▶ **Try it**: Restate verbatim the span of lines below between the line with "Query: white map graphic" and the line with "like point(516, 56).", including those two lines, and only that span.
━━━━━━━━━━━━━━━━
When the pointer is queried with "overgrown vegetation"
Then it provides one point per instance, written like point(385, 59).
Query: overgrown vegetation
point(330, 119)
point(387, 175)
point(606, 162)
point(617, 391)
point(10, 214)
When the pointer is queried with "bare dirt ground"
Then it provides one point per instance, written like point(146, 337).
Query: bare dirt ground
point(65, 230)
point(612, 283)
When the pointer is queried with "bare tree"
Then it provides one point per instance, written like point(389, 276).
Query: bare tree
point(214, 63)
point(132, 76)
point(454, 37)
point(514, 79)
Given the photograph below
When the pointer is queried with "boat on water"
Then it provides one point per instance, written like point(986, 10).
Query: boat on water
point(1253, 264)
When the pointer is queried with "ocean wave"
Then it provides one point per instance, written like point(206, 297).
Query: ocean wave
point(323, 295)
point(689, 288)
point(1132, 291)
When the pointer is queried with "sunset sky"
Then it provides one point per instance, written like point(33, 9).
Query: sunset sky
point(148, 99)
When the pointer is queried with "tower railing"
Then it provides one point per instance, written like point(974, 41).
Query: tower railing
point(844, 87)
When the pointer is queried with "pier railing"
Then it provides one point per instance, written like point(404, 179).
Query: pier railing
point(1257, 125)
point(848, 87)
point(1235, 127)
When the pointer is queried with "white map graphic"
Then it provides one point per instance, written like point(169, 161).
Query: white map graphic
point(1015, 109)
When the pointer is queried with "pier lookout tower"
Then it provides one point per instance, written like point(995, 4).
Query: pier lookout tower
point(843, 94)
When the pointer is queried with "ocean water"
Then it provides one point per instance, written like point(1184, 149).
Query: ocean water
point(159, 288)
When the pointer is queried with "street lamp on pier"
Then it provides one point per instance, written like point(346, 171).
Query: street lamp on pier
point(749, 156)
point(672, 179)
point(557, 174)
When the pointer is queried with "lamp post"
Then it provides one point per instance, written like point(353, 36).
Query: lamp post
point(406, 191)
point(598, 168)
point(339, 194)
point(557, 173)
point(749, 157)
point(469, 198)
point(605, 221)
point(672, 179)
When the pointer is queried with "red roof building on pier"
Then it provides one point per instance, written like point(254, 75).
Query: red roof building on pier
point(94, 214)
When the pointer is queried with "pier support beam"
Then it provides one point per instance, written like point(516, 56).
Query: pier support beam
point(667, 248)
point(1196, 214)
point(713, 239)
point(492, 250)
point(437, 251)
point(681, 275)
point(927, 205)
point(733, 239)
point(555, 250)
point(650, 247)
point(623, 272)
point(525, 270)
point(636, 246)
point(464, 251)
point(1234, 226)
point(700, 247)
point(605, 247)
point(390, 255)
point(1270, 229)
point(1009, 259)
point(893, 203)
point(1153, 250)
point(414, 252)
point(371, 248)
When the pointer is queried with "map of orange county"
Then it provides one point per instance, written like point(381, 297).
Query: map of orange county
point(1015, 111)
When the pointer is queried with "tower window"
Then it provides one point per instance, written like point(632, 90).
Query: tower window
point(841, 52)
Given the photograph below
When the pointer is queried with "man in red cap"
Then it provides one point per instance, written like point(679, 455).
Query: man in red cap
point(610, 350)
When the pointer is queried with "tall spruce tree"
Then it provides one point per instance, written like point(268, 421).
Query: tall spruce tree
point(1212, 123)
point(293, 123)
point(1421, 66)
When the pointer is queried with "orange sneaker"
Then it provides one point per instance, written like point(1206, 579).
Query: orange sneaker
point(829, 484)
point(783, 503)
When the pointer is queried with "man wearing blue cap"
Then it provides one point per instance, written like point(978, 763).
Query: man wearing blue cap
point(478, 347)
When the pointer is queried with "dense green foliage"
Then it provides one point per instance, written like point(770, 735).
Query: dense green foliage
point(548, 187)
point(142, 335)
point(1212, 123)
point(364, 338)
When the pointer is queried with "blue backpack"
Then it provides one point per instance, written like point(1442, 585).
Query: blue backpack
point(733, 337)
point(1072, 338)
━━━━━━━━━━━━━━━━
▶ **Exercise response**:
Query: white map graphic
point(1015, 109)
When the pointer is queried with "pier lookout tower"
Then it provides one point per instance, written like point(995, 4).
Query: pier lookout tower
point(843, 94)
When the pointer is queried with "ocean water"
Then it provides one point per instance, written like point(1184, 149).
Query: ocean water
point(159, 288)
When the pointer is queried with "street lamp on pier"
Then it provides one point per instance, written like point(346, 171).
Query: street lamp on pier
point(749, 156)
point(672, 179)
point(557, 174)
When the pointer is queried with "lamp post"
Then it provides one point per instance, written like point(353, 36).
Query: lamp post
point(406, 191)
point(598, 168)
point(339, 194)
point(557, 173)
point(749, 157)
point(469, 198)
point(605, 221)
point(672, 179)
When the pointer is queried with "red roof building on pier"
Then it provides one point per instance, written like point(254, 75).
Query: red roof building on pier
point(94, 214)
When the pointer is queried with "pier support beam"
Then it provides one point per instance, written like point(516, 56).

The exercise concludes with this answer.